Stored data entries:
==================================================

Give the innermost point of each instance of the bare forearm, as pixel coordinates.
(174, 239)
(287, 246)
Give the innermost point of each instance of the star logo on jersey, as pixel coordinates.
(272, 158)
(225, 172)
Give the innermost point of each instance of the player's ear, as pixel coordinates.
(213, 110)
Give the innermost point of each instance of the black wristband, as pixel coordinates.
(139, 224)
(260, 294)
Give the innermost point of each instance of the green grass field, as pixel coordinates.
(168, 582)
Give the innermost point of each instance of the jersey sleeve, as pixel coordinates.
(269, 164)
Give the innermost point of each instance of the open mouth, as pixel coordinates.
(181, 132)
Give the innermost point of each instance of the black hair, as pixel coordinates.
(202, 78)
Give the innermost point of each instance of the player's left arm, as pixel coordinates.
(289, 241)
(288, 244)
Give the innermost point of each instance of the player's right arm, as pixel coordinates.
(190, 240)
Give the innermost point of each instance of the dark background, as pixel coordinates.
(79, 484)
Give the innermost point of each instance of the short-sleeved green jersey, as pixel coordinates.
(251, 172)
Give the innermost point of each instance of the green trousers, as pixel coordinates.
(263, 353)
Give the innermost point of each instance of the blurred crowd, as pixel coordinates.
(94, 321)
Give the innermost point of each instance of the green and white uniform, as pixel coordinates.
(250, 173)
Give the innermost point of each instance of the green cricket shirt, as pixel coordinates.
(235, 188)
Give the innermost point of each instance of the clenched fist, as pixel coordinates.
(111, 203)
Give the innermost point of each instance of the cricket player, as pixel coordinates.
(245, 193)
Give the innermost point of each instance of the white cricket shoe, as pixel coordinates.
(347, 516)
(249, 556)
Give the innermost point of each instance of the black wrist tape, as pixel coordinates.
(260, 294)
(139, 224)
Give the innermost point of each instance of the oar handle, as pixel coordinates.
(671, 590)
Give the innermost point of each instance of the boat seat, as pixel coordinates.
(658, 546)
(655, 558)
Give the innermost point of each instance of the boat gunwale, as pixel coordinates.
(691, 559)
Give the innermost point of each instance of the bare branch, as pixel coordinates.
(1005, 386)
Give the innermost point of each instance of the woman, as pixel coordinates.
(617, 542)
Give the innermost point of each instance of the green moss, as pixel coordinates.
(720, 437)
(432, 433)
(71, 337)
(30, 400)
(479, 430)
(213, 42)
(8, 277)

==================================================

— Problem description —
Quote, word for word, every line starting at the one that contains "Give the innermost point of each instance of the white" and ending with the final line of the entries.

— Finished exercise —
Give the innermost point of each instance of the white cricket shoe, as pixel coordinates.
(347, 516)
(249, 556)
Give the innermost point of each instance of the black wrist tape, as pixel coordinates.
(260, 294)
(139, 224)
Give the innermost point of each instance of the oar handle, as pixel coordinates.
(671, 590)
Give the innermost point of each instance of the boat seat, as pixel coordinates.
(658, 546)
(655, 558)
Give the innermost point of each instance of the boat gunwale, as pixel coordinates.
(691, 559)
Give the innermost point of each instance of the bare branch, as pixel coordinates.
(1005, 386)
Give the innermost point of each instance of the woman, as pixel coordinates.
(617, 542)
Give the innermost point of each instance of the green moss, as pixel coordinates.
(720, 437)
(432, 433)
(71, 337)
(30, 400)
(479, 430)
(213, 42)
(8, 277)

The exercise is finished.